▶ **Passage provided**

====================

Oculus controllers use two tracking methods:

- IMU (Inertial Measurement Unit, a combination of accelerometers, gyroscopes and magnetometers)

- IR tracking lights

 

IMUs are extremely fast. Oculus receives updates from them at around 500Hz (last time I looked into it). They can track all 6 degrees of movement (x,y,z,pitch,yaw,roll). However IMUs will accumulate errors over time. After a couple of seconds they will have drifted a potentially noticeable amount. So they aren't enough on their own. (The original Oculus DK1 headset used just an IMU, it could keep pitch/roll correct using gravity, but yaw would drift, causing your forward direction to change over time and need reseting)

 

The Rift-S, Quest 1 and Quest 2 have cameras that perform two functions (both 6 degrees of freedom like IMUs): Oculus Insight (tracking headset movement by observing the environment) and Oculus Constellation (tracking the controllers using IR lights).

The cameras are much slower (60Hz). Actually, they are alternating short/long exposure, so you get 30Hz high exposure (to see the room) and 30Hz low exposure (to see controller LEDs and ignore the room).

 

So what Oculus does is use IMU tracking as much as possible, with the slower camera tracking correcting drift. This means you can still move a controller when it's out of sight of all the cameras (like over your shoulder), but only for a second or so before they stop position tracking, although rotation tracking will continue.

 

The controllers talk to the headset using a non-standard bluetooth (they changed it a tiny bit so it doesn't show up to other things as a bluetooth device).

 

For completeness sake:

The Oculus Go controller and headset are purely IMU devices, no cameras. They only do rotation tracking and the yaw will drift a lot if you keep looking around.

The Oculus DK2 had an external IR camera with very narrow view, the DK2 headset had tracking LEDs in the shell.

The Oculus CV1 had 1-4 external IR cameras. Both headset and controllers had tracking lights.

 

Vive, Index, Windows Mixed Reality also use a combination of high speed IMUs and slow speed "other" tracking. For Vive and Index it's Lighthouse (external sweeping IR lasers) and for WMR it's headset cameras like the Quest 2, but not IR.

====================

▶ **Entries supplied**
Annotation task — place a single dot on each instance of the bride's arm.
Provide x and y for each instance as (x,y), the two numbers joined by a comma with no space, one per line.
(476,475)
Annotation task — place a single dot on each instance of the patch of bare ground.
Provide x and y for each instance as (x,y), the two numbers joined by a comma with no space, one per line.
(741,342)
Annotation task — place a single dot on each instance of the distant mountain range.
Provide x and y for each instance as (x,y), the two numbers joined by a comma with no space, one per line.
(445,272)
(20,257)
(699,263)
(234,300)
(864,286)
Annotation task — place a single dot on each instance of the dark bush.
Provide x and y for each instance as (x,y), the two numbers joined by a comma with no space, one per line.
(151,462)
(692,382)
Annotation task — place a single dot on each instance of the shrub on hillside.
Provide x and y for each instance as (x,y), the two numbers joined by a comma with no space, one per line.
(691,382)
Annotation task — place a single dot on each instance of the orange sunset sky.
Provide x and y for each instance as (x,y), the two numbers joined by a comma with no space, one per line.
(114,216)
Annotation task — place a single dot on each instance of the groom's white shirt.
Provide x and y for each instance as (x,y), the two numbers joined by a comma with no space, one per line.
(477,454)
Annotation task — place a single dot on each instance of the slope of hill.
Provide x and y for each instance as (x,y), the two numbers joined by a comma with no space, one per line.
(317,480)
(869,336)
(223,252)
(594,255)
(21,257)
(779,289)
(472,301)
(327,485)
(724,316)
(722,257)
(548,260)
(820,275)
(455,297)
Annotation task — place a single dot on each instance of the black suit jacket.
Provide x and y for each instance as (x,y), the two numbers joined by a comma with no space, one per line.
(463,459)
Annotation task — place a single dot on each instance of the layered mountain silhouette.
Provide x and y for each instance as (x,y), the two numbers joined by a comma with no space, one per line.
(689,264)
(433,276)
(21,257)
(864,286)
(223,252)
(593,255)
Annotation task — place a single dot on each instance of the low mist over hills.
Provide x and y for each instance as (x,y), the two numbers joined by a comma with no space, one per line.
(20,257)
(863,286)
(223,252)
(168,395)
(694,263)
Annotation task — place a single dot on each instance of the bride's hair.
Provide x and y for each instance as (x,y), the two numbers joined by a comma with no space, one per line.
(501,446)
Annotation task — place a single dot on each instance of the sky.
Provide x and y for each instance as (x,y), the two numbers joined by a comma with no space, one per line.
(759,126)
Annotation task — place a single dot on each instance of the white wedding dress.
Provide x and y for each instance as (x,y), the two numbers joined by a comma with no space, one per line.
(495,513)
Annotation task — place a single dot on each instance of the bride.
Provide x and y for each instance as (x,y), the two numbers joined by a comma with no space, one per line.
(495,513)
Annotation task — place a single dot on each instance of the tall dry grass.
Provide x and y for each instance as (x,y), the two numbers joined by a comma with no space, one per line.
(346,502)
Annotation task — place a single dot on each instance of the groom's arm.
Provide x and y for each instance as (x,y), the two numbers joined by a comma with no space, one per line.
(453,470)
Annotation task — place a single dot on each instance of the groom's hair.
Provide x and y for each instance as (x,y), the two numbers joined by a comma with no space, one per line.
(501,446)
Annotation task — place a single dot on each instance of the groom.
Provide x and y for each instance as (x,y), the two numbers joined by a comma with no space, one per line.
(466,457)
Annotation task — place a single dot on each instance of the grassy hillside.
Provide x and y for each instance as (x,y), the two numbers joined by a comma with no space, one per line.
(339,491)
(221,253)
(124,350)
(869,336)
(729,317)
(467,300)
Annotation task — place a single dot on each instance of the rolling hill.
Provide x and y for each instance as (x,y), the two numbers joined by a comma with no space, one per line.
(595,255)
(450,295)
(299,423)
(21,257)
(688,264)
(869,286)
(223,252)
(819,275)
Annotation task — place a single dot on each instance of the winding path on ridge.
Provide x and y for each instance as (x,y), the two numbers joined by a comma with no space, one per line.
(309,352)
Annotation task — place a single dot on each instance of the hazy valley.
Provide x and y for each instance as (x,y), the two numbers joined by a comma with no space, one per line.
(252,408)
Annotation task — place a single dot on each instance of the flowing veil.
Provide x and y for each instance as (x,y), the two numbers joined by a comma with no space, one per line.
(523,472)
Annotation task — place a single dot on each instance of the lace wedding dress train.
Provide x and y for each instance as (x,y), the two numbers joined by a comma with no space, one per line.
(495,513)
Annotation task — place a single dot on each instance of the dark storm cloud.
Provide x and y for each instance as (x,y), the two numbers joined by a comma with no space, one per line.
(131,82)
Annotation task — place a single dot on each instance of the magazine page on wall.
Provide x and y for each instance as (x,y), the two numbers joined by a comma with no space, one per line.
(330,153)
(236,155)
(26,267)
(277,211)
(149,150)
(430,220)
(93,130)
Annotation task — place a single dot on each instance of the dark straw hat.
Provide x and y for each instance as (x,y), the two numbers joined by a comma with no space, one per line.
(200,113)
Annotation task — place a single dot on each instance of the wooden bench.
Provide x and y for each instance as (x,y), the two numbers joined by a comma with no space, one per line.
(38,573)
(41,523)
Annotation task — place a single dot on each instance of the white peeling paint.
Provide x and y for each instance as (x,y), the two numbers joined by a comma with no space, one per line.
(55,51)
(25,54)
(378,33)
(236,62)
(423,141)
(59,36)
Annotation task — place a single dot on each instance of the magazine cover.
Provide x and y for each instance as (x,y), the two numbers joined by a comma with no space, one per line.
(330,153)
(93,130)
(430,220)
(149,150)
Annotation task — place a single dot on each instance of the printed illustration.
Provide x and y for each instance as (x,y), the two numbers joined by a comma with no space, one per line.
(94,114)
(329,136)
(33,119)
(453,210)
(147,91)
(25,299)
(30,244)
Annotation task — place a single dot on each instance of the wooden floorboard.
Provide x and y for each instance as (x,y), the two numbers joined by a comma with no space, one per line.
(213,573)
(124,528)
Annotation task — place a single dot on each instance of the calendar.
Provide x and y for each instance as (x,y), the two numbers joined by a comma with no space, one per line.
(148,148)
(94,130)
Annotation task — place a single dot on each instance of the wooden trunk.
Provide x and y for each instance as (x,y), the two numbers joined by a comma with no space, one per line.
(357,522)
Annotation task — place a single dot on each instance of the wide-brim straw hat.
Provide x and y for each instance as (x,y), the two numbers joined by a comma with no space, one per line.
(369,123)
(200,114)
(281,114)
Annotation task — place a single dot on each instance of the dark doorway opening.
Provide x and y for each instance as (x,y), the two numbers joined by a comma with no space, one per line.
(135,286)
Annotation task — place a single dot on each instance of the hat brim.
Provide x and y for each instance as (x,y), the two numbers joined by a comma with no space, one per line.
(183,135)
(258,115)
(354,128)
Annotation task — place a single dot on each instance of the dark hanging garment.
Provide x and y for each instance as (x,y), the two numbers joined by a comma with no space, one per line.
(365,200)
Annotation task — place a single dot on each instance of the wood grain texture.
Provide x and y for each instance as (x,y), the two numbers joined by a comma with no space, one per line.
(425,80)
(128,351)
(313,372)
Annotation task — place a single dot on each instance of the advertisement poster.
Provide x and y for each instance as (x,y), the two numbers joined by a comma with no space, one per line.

====================

▶ **Problem to solve**
Please print the passage on Oculus controller tracking verbatim, from "So what Oculus" to "in the shell.", inclusive.

▶ **Written answer**
So what Oculus does is use IMU tracking as much as possible, with the slower camera tracking correcting drift. This means you can still move a controller when it's out of sight of all the cameras (like over your shoulder), but only for a second or so before they stop position tracking, although rotation tracking will continue.

 

The controllers talk to the headset using a non-standard bluetooth (they changed it a tiny bit so it doesn't show up to other things as a bluetooth device).

 

For completeness sake:

The Oculus Go controller and headset are purely IMU devices, no cameras. They only do rotation tracking and the yaw will drift a lot if you keep looking around.

The Oculus DK2 had an external IR camera with very narrow view, the DK2 headset had tracking LEDs in the shell.